==== Given data
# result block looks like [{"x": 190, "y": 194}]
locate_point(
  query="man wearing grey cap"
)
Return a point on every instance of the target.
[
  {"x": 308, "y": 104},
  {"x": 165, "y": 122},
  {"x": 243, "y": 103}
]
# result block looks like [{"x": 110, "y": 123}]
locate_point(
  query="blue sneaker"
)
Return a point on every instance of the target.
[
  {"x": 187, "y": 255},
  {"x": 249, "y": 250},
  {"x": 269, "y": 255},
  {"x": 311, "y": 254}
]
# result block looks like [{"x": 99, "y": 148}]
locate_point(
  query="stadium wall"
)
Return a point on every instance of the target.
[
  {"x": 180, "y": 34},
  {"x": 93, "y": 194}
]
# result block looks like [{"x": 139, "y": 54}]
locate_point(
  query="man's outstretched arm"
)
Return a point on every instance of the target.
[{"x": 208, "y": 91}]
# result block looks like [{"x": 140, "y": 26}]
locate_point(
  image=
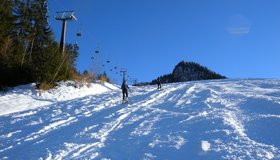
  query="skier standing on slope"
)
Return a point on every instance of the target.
[
  {"x": 159, "y": 83},
  {"x": 125, "y": 91}
]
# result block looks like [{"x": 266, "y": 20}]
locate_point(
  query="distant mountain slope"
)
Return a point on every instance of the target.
[
  {"x": 207, "y": 120},
  {"x": 189, "y": 71}
]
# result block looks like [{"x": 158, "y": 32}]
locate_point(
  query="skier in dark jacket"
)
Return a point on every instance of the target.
[
  {"x": 125, "y": 90},
  {"x": 159, "y": 83}
]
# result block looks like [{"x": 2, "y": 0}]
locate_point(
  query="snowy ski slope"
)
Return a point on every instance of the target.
[{"x": 224, "y": 119}]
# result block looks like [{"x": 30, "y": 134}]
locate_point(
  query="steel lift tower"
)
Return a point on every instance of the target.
[{"x": 64, "y": 16}]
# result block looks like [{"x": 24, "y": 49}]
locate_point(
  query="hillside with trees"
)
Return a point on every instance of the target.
[
  {"x": 189, "y": 71},
  {"x": 28, "y": 50}
]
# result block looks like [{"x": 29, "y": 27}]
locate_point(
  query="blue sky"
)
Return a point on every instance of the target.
[{"x": 237, "y": 38}]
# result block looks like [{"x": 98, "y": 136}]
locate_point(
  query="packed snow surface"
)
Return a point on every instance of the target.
[{"x": 223, "y": 119}]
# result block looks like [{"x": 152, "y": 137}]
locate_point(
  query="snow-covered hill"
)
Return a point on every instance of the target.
[{"x": 225, "y": 119}]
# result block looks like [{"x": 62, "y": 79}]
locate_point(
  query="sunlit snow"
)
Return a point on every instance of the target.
[{"x": 222, "y": 119}]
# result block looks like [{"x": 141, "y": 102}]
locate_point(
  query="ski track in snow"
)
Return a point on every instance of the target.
[{"x": 223, "y": 119}]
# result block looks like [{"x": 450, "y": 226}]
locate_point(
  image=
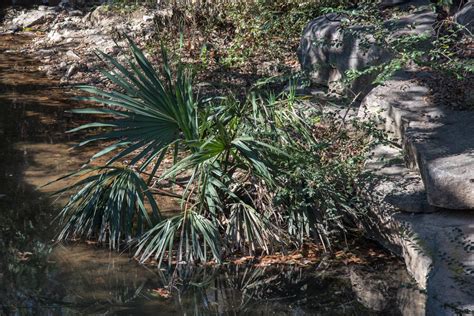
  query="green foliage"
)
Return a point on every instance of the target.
[
  {"x": 241, "y": 32},
  {"x": 109, "y": 205},
  {"x": 255, "y": 175},
  {"x": 441, "y": 50}
]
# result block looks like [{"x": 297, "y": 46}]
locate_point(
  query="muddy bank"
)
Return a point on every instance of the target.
[
  {"x": 38, "y": 277},
  {"x": 66, "y": 39}
]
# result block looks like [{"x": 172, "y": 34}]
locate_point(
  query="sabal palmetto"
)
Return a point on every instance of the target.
[
  {"x": 151, "y": 113},
  {"x": 237, "y": 161}
]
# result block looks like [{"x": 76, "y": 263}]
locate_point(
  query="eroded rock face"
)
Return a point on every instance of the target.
[
  {"x": 437, "y": 141},
  {"x": 32, "y": 18},
  {"x": 327, "y": 51}
]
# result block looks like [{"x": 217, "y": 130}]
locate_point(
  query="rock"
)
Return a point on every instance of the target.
[
  {"x": 75, "y": 13},
  {"x": 437, "y": 247},
  {"x": 437, "y": 141},
  {"x": 465, "y": 17},
  {"x": 72, "y": 70},
  {"x": 72, "y": 56},
  {"x": 327, "y": 52}
]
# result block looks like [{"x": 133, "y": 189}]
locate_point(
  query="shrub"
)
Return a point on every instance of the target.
[{"x": 257, "y": 175}]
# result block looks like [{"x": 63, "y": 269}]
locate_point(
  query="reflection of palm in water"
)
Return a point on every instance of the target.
[{"x": 85, "y": 280}]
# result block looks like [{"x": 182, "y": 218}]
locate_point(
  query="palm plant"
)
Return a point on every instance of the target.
[{"x": 238, "y": 164}]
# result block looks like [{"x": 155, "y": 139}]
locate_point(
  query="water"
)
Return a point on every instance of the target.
[{"x": 38, "y": 277}]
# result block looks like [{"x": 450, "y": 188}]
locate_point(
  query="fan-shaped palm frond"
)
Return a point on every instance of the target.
[
  {"x": 109, "y": 205},
  {"x": 196, "y": 233},
  {"x": 151, "y": 111}
]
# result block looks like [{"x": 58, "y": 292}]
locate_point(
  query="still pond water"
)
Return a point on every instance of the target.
[{"x": 39, "y": 277}]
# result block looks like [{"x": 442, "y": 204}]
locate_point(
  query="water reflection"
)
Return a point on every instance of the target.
[{"x": 38, "y": 278}]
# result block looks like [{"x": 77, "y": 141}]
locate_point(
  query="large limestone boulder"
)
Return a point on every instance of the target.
[
  {"x": 437, "y": 141},
  {"x": 327, "y": 50}
]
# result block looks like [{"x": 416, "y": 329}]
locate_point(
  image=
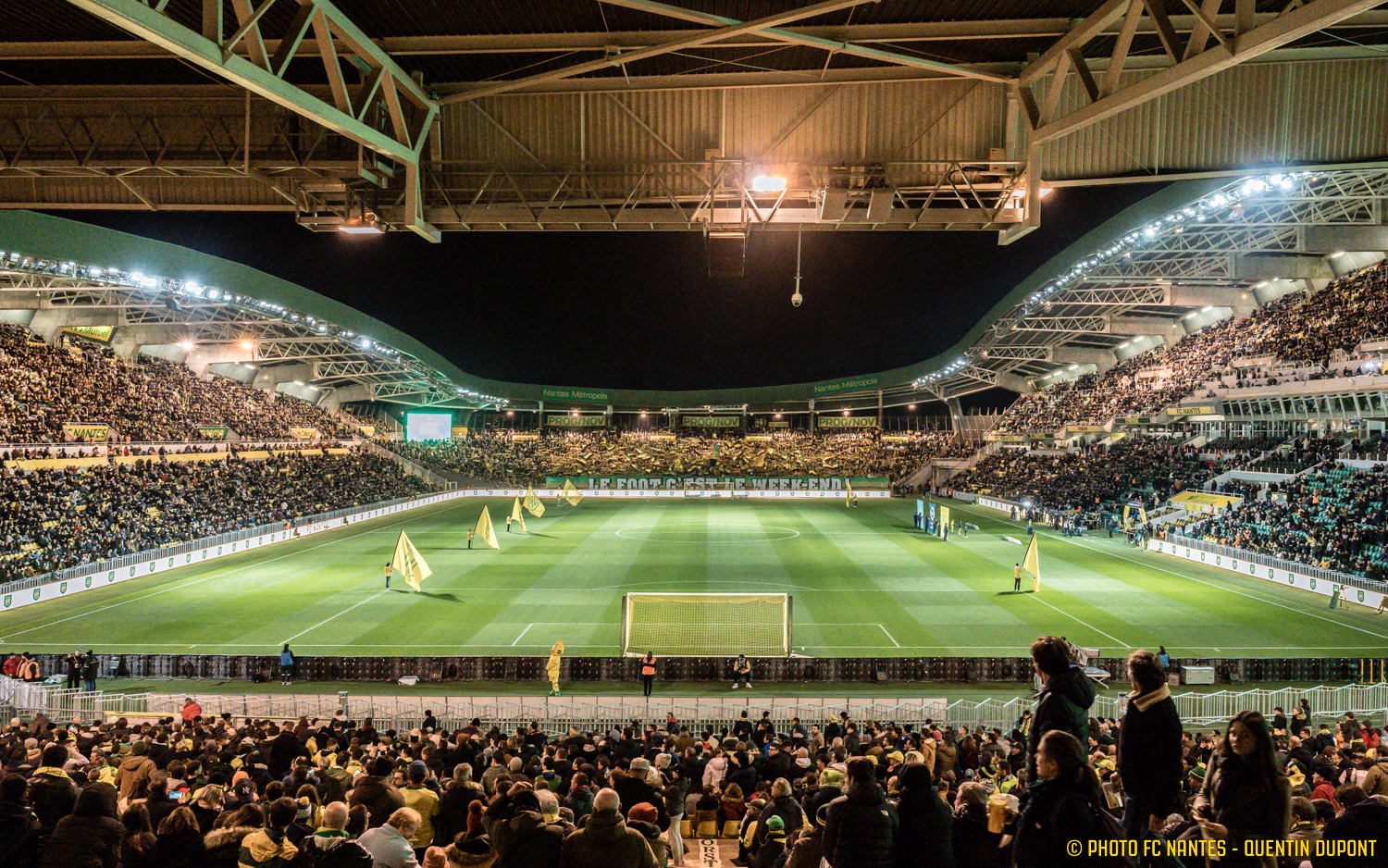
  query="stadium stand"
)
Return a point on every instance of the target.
[
  {"x": 328, "y": 792},
  {"x": 1332, "y": 518},
  {"x": 150, "y": 402},
  {"x": 1144, "y": 468},
  {"x": 514, "y": 462},
  {"x": 57, "y": 518},
  {"x": 1302, "y": 339}
]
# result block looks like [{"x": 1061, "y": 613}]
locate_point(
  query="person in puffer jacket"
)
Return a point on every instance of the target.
[
  {"x": 330, "y": 846},
  {"x": 861, "y": 829},
  {"x": 269, "y": 848},
  {"x": 1065, "y": 698}
]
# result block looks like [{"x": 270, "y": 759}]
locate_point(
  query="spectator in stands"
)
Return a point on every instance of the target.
[
  {"x": 389, "y": 843},
  {"x": 1148, "y": 748},
  {"x": 861, "y": 828},
  {"x": 604, "y": 840},
  {"x": 924, "y": 837},
  {"x": 1245, "y": 796},
  {"x": 1062, "y": 806},
  {"x": 1065, "y": 698}
]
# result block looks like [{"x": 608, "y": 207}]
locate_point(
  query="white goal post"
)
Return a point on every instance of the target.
[{"x": 707, "y": 624}]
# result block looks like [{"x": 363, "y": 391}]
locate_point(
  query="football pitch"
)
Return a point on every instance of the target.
[{"x": 863, "y": 582}]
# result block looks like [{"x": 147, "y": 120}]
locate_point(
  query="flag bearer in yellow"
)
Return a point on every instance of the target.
[
  {"x": 515, "y": 515},
  {"x": 1032, "y": 563},
  {"x": 532, "y": 503},
  {"x": 569, "y": 493},
  {"x": 485, "y": 529},
  {"x": 408, "y": 563},
  {"x": 551, "y": 668}
]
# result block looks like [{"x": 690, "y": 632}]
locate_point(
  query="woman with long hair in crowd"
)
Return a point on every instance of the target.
[
  {"x": 1245, "y": 796},
  {"x": 1063, "y": 806}
]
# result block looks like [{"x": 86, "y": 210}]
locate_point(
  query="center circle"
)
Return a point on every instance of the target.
[{"x": 705, "y": 534}]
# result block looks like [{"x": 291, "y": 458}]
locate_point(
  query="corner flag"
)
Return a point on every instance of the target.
[
  {"x": 485, "y": 531},
  {"x": 408, "y": 563},
  {"x": 532, "y": 503},
  {"x": 571, "y": 493},
  {"x": 1032, "y": 563}
]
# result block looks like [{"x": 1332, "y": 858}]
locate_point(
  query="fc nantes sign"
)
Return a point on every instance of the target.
[{"x": 92, "y": 434}]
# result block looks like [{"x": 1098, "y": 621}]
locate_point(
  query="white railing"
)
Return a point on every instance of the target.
[{"x": 555, "y": 714}]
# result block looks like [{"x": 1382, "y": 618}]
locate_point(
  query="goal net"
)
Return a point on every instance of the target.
[{"x": 705, "y": 624}]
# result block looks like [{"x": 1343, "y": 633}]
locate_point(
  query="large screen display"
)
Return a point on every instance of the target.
[{"x": 428, "y": 425}]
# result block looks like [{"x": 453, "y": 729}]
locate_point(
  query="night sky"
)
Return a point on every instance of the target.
[{"x": 636, "y": 310}]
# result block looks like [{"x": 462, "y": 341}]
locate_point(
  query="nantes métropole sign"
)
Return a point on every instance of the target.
[
  {"x": 852, "y": 383},
  {"x": 574, "y": 394}
]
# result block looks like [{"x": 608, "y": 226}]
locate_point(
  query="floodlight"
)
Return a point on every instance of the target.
[{"x": 361, "y": 225}]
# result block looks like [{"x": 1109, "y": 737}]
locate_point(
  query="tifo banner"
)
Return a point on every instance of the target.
[
  {"x": 576, "y": 421},
  {"x": 738, "y": 484},
  {"x": 89, "y": 432},
  {"x": 847, "y": 421},
  {"x": 574, "y": 394},
  {"x": 1287, "y": 578},
  {"x": 94, "y": 332},
  {"x": 711, "y": 421},
  {"x": 1204, "y": 502},
  {"x": 852, "y": 383}
]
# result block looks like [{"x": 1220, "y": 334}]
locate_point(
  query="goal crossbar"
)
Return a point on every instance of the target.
[{"x": 707, "y": 624}]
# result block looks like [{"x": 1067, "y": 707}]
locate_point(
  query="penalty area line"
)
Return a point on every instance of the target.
[{"x": 329, "y": 618}]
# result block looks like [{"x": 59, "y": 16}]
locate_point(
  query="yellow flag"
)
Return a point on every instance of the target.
[
  {"x": 408, "y": 563},
  {"x": 483, "y": 529},
  {"x": 1033, "y": 563},
  {"x": 532, "y": 503},
  {"x": 571, "y": 493}
]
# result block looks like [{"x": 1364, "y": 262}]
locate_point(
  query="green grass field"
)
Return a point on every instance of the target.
[{"x": 863, "y": 582}]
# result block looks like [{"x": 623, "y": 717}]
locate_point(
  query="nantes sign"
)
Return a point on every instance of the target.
[
  {"x": 852, "y": 383},
  {"x": 574, "y": 394}
]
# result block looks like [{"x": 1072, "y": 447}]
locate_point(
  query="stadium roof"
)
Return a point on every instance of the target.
[
  {"x": 644, "y": 116},
  {"x": 1173, "y": 263}
]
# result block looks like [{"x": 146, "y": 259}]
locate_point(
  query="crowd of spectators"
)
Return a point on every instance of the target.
[
  {"x": 1148, "y": 470},
  {"x": 510, "y": 460},
  {"x": 197, "y": 790},
  {"x": 144, "y": 402},
  {"x": 1332, "y": 518},
  {"x": 1318, "y": 335},
  {"x": 58, "y": 518}
]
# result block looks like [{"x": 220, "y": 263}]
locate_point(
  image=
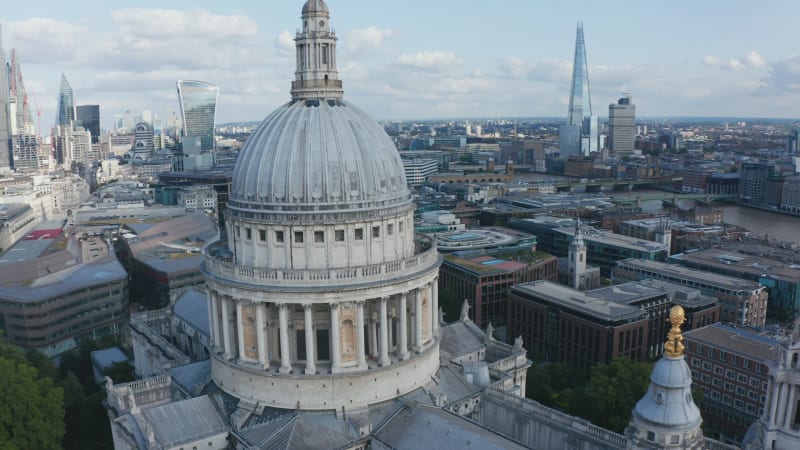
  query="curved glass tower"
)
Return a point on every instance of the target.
[{"x": 198, "y": 102}]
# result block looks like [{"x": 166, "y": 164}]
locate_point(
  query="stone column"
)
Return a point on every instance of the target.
[
  {"x": 790, "y": 405},
  {"x": 286, "y": 364},
  {"x": 336, "y": 346},
  {"x": 373, "y": 334},
  {"x": 773, "y": 403},
  {"x": 311, "y": 355},
  {"x": 215, "y": 331},
  {"x": 435, "y": 306},
  {"x": 384, "y": 360},
  {"x": 261, "y": 336},
  {"x": 240, "y": 328},
  {"x": 362, "y": 362},
  {"x": 403, "y": 348},
  {"x": 418, "y": 321},
  {"x": 226, "y": 328}
]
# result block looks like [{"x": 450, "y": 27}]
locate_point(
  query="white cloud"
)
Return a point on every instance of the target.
[
  {"x": 428, "y": 60},
  {"x": 284, "y": 43},
  {"x": 371, "y": 38},
  {"x": 752, "y": 60}
]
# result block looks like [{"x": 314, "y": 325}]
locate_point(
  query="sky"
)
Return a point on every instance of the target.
[{"x": 417, "y": 59}]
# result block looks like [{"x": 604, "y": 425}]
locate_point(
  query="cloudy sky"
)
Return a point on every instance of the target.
[{"x": 418, "y": 59}]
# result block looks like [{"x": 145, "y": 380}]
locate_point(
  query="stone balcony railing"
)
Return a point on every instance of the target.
[{"x": 219, "y": 267}]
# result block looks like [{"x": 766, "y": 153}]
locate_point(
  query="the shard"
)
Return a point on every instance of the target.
[
  {"x": 5, "y": 124},
  {"x": 580, "y": 135}
]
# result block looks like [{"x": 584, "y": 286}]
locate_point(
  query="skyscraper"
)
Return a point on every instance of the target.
[
  {"x": 198, "y": 102},
  {"x": 66, "y": 103},
  {"x": 622, "y": 126},
  {"x": 5, "y": 125},
  {"x": 580, "y": 134},
  {"x": 88, "y": 117}
]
========
What is required ->
How many lines of the data above contain the word "crowd"? Reply with the number alone.

The result ->
2